• **WHAT YOU ARE ASKED TO DO**: All lines between the one holding "Mark every instance of the white sock" and the end of the material below, both ends included, should be restated exactly.

• **DATASET CONTENT**:
━━━━━━━━━━━━━━━━━━━━━━━━━━━━━━

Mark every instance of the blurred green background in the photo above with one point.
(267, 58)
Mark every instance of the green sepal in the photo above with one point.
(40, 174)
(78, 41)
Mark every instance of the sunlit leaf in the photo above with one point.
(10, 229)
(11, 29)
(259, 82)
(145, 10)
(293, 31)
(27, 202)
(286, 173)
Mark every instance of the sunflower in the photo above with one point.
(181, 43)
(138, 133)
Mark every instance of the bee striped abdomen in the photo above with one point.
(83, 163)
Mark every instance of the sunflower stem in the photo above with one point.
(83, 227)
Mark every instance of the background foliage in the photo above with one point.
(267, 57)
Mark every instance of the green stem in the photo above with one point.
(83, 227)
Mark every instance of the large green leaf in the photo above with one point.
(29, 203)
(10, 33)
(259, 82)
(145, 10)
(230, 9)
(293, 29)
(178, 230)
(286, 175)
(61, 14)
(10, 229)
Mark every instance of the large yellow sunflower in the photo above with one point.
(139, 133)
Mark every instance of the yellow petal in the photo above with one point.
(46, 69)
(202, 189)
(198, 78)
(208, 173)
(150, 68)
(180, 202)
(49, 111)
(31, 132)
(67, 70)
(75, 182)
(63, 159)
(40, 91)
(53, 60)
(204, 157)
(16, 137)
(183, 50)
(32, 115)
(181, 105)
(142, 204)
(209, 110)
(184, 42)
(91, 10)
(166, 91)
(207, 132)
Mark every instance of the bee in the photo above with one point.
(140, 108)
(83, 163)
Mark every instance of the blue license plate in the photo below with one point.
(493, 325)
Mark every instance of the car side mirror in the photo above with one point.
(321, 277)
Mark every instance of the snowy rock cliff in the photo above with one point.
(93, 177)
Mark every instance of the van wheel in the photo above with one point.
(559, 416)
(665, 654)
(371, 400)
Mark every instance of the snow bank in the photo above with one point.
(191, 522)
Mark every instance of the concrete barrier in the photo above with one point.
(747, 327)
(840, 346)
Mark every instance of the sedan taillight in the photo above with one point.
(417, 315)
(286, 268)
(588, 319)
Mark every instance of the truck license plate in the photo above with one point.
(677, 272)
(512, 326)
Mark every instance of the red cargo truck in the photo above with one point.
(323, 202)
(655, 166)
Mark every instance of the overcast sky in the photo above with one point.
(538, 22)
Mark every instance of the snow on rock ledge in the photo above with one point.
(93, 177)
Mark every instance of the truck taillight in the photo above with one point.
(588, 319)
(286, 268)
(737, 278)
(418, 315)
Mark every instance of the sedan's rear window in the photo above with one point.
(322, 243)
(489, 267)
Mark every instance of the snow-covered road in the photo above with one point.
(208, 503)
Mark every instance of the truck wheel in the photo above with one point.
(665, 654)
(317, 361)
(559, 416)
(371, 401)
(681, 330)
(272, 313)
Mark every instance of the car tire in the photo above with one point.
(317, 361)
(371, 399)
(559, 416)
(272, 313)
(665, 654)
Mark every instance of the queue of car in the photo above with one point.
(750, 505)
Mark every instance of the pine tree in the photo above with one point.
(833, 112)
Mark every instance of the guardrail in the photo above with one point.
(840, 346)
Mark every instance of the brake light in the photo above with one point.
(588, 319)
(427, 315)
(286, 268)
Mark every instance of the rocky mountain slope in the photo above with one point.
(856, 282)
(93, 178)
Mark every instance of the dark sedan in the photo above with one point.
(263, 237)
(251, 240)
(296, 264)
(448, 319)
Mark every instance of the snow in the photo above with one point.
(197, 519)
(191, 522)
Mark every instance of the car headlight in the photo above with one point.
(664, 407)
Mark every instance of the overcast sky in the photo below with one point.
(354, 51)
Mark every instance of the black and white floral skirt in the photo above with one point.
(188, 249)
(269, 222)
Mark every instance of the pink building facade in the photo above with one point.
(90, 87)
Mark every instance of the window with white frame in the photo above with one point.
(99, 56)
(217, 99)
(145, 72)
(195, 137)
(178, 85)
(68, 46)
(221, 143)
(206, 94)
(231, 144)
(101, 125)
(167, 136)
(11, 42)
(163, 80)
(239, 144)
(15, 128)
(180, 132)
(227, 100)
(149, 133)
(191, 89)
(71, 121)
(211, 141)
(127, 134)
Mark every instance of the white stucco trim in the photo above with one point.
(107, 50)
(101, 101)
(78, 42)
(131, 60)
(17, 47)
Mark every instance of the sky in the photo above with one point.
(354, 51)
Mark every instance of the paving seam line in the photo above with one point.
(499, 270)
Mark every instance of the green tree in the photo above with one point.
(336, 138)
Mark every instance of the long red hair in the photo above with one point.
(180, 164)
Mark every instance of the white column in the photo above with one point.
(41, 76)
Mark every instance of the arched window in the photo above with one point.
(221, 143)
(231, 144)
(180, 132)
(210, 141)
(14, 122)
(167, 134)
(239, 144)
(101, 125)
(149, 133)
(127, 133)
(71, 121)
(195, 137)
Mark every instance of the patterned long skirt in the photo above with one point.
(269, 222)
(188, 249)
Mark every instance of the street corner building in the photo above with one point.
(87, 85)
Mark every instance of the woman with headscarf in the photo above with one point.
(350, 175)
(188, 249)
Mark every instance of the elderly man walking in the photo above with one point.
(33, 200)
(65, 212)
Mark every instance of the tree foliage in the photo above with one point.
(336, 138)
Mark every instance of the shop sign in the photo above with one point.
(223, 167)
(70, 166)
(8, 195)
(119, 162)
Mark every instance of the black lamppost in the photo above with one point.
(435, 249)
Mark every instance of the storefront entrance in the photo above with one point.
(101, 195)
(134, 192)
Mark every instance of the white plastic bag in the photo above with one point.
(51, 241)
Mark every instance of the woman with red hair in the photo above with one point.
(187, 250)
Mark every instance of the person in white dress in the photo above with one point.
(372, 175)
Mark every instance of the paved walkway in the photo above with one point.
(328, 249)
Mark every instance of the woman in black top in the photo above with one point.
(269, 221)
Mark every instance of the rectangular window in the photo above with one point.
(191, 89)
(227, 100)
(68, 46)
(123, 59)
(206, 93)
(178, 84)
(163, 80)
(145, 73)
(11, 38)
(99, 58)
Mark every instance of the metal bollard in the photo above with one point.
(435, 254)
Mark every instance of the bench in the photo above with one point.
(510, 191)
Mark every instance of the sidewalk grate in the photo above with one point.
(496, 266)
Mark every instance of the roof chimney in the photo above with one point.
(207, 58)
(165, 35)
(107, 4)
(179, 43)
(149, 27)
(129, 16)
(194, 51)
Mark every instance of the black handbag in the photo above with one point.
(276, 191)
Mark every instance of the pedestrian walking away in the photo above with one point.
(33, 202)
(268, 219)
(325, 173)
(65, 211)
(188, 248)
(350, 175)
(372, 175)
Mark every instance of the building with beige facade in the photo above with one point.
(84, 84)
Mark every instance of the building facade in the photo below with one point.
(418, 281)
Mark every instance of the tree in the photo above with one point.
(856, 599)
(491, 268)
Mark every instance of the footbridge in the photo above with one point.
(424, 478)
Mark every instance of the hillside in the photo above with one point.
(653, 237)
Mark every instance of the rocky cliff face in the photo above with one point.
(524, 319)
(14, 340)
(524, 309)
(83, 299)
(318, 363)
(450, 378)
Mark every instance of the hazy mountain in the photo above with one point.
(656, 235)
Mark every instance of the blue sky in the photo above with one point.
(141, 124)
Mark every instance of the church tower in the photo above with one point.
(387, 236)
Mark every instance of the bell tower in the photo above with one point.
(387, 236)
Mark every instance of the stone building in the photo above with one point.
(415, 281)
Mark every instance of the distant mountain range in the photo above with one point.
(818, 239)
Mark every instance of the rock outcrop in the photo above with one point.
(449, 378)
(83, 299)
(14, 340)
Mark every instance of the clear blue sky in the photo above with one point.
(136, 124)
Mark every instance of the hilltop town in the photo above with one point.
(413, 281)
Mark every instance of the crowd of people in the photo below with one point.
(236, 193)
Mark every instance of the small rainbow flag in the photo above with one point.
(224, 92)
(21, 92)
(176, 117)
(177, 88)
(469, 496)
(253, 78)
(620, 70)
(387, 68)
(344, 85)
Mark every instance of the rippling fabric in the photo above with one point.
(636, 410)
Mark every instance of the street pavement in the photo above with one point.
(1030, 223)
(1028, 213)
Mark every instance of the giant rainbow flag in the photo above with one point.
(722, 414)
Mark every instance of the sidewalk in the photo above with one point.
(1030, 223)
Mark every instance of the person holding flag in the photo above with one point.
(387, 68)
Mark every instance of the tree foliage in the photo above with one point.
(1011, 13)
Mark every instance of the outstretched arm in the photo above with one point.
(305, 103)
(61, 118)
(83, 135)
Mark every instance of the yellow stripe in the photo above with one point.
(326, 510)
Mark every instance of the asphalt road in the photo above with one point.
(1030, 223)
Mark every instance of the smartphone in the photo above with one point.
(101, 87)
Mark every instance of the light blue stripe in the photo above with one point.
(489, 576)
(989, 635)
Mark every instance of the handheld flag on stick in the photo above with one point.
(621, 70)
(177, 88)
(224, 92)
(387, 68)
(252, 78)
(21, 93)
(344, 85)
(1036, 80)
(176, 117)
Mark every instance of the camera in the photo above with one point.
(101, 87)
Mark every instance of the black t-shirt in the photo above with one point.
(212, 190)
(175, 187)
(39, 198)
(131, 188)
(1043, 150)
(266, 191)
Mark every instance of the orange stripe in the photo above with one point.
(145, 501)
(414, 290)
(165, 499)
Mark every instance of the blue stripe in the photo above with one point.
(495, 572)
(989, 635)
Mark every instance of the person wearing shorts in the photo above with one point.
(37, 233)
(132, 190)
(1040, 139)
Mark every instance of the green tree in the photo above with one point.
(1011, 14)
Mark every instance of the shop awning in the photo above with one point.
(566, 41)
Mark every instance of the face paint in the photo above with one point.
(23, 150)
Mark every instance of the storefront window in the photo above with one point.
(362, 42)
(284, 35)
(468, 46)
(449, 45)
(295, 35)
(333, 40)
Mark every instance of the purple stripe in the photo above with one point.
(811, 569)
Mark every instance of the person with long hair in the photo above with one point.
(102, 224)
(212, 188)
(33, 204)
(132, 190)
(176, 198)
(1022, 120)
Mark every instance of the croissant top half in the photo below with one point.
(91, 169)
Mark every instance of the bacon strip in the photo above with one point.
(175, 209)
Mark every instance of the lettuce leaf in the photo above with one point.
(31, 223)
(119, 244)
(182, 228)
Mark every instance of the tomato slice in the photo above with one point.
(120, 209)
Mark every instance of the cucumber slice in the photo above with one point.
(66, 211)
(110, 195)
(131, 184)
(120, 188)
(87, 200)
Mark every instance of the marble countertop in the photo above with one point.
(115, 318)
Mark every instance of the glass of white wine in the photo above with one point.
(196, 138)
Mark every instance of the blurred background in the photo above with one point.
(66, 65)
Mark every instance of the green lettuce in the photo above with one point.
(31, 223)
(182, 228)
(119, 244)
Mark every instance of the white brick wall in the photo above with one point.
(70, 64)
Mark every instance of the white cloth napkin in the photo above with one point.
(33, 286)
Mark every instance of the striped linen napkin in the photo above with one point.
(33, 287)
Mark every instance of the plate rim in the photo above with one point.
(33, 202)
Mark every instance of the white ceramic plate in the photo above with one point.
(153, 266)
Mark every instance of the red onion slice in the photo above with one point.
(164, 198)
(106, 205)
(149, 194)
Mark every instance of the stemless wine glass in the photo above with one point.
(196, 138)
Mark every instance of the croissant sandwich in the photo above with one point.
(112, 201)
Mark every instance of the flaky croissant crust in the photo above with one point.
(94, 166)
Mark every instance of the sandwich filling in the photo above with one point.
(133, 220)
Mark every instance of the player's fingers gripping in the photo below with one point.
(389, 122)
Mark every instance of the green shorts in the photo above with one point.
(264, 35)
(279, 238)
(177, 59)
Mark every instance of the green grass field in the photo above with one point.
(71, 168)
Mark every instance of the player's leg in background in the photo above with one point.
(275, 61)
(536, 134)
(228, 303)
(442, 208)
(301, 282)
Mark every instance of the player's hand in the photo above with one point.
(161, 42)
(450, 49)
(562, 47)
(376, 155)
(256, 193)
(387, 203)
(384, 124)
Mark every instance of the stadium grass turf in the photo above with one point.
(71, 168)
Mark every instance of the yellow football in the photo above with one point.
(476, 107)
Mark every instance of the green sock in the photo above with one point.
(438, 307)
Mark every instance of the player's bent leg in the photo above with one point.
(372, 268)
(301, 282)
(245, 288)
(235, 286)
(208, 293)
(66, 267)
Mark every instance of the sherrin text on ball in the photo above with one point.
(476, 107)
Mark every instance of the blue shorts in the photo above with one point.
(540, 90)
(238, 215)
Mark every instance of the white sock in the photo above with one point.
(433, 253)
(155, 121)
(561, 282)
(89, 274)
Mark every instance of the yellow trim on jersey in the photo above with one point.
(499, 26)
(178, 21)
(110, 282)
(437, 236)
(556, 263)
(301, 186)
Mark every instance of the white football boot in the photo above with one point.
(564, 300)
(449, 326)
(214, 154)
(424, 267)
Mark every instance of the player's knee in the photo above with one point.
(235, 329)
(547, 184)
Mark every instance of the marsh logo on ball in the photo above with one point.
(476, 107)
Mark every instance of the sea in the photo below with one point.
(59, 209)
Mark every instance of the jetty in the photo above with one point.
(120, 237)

━━━━━━━━━━━━━━━━━━━━━━━━━━━━━━

• **SOLVED PROBLEM**:
Mark every instance of the white sock in the photo above with one point.
(433, 253)
(155, 121)
(561, 282)
(89, 274)
Mark every instance of the yellow trim on jersey in the photo above with one point.
(499, 26)
(178, 21)
(110, 282)
(437, 236)
(556, 263)
(301, 186)
Mark every instance of the white football boot in the photo above with one point.
(564, 300)
(449, 326)
(214, 154)
(424, 267)
Mark every instance of the player's knee in the photo above with one point.
(235, 329)
(547, 184)
Mark every instance of the marsh logo on ball in the photo above with one point.
(476, 107)
Mark every instance of the sea in the photo below with one point.
(59, 209)
Mark every instance of the jetty in the photo above with one point.
(120, 237)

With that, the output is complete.